:: Objetivos ::
**A.** Reproduce al pie de la letra todo lo que va, en el texto sobre Porfirio Díaz, desde "Impuestos de su" hasta "era una niña.".
**B.** Prolonga el texto sobre Porfirio Díaz a partir de su última oración.

:: Extracto proporcionado ::
==================================================

Un religioso, el abate Charles E. Brasseur (1814-1874), francés, quedó  impresionado en cuanto conoció a Díaz, en junio de 1859 (en su tercer viaje de cuatro que realizó a América –tres de los cuales fueron a México, de los cuales el del Istmo fue el tercero y tuvo una duración de tres semanas: inició el 6 y concluyó el 30 de junio–).

 

En su diario, titulado “Viaje por el Istmo de Tehuantepec. 1859-1860”, publicado en 1861, el abate apuntó: “(…) su aspecto y su porte me impresionaron vivamente. Zapoteca puro, ofrecía el tipo indígena más hermoso que hasta ahora he visto en todos mis viajes: creí que era la aparición de Cosijopij, joven, o de Guatemozín, tal y como me lo había imaginado a menudo. Alto, bien hecho, de una notable distinción; su rostro de una gran nobleza, agradablemente bronceado, me parecía revelar los rasgos más perfectos de la antigua aristocracia mexicana. Porfirio Díaz, por lo demás era todavía muy joven […] Sin tocar para nada las ideas políticas, puedo decir que las cualidades que mostraba en la intimidad no hacían sino justificar la buena opinión  que tuve de él, a primera vista,  y que sería de desear que las provincias de México fueran administradas por hombres de su carácter. Porfirio Díaz es, sin dudarlo un momento, el hombre de Oaxaca”. Se equivoca al decir que es zapoteca, pero qué admirable acierto al vaticinar, cual oráculo, el futuro de Díaz.

 

Impuestos de su vida guerrera y mirándolo serio y adusto en las fotografías, tal y como corresponde a la imagen de un militar, resulta difícil imaginar a Díaz como un hombre amoroso y todo lo que ello implica. Pero lo fue, principalmente con quien al parecer fue el amor de su vida: su sobrina Delfina Ortega Díaz (1845-1880), quince años menor que él, de quien se enamoró cuando ella era una niña.

==================================================

:: Líneas de datos ::
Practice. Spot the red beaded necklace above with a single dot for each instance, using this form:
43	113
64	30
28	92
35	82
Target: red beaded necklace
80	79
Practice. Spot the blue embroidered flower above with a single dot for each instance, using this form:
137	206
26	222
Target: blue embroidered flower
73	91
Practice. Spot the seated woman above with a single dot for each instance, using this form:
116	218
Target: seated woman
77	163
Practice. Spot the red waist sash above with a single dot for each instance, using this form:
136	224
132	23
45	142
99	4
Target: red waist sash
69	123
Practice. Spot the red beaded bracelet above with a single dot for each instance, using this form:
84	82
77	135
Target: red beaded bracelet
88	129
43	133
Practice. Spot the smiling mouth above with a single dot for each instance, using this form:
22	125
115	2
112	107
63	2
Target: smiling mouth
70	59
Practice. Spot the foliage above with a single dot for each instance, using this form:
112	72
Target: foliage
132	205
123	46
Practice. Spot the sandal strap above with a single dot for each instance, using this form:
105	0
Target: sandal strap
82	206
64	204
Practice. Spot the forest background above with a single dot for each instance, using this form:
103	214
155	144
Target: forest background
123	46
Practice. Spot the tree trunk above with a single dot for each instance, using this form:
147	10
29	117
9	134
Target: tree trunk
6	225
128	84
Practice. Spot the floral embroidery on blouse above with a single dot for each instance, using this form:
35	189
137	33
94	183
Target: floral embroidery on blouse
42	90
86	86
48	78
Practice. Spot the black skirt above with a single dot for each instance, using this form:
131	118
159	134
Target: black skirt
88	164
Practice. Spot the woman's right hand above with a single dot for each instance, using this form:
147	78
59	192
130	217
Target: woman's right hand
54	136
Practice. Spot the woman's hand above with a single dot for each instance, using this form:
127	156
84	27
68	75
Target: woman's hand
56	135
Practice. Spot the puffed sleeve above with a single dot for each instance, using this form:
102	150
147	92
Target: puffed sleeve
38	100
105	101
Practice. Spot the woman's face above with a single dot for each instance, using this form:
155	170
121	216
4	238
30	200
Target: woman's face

==================================================

:: Respuestas del ejercicio ::
**A.**
Impuestos de su vida guerrera y mirándolo serio y adusto en las fotografías, tal y como corresponde a la imagen de un militar, resulta difícil imaginar a Díaz como un hombre amoroso y todo lo que ello implica. Pero lo fue, principalmente con quien al parecer fue el amor de su vida: su sobrina Delfina Ortega Díaz (1845-1880), quince años menor que él, de quien se enamoró cuando ella era una niña.

**B.**
 

Con Delfina se casó Díaz por poderes el 15 de abril de 1867, se dice que por estar ocupado en asuntos militares (acababa de tomar Puebla el 2 de abril). Puede ser que ello no sea del todo verídico. Lo digo porque poco antes, el 7 de abril para ser exactos, le había nacido su hija Amada (en realidad llamada Deonicia Amancise de Jesús), fruto de su relación con la soldadera guerrerense Rafaela Quiñones, la cual bautizó justamente el 15 de ese mes, día de su matrimonio por lo civil (véase http://www.codigodiez.mx/personajes/quieneralamadredeamada.html). Mes de abril muy ligado a Díaz: el 2, cuando tomó Puebla, también un 2 de abril, pero de 1880, nació la última de sus hijas, Victoria Francisca (su primer nombre en memoria de su triunfo en Puebla en 1867), quien murió el 3, cinco días antes de hacerlo su madre, con quien Díaz se casó el 7.

 

La otra boda de Díaz con Delfina, la religiosa, vendría a efectuarse muchos años después, el 7 de abril de 1880, un día antes de que ella falleciera. Por ser consanguíneos hubo necesidad de conseguir la dispensa para ambos actos: primero para contraer nupcias por lo civil y, más tarde, para hacerlo por la religión católica. Juárez le procuró lo primero, y lo segundo, el arzobispo de México, Pelagio Antonio de Labastida, que casó a Díaz con Delfina, quien agonizaba.

 

En total fueron siete los hijos procreados con Delfina, aunque solo dos llegaron a ser adultos, que, sumados a su hija Amada, fueron tres los hijos de Díaz, ya que su segunda esposa fue infértil. En eso Díaz corrió con la misma suerte de Benito Juárez, a quien se le murieron 5 vástagos menores, de los 12 que procreó con Margarita Maza, también el amor de su vida.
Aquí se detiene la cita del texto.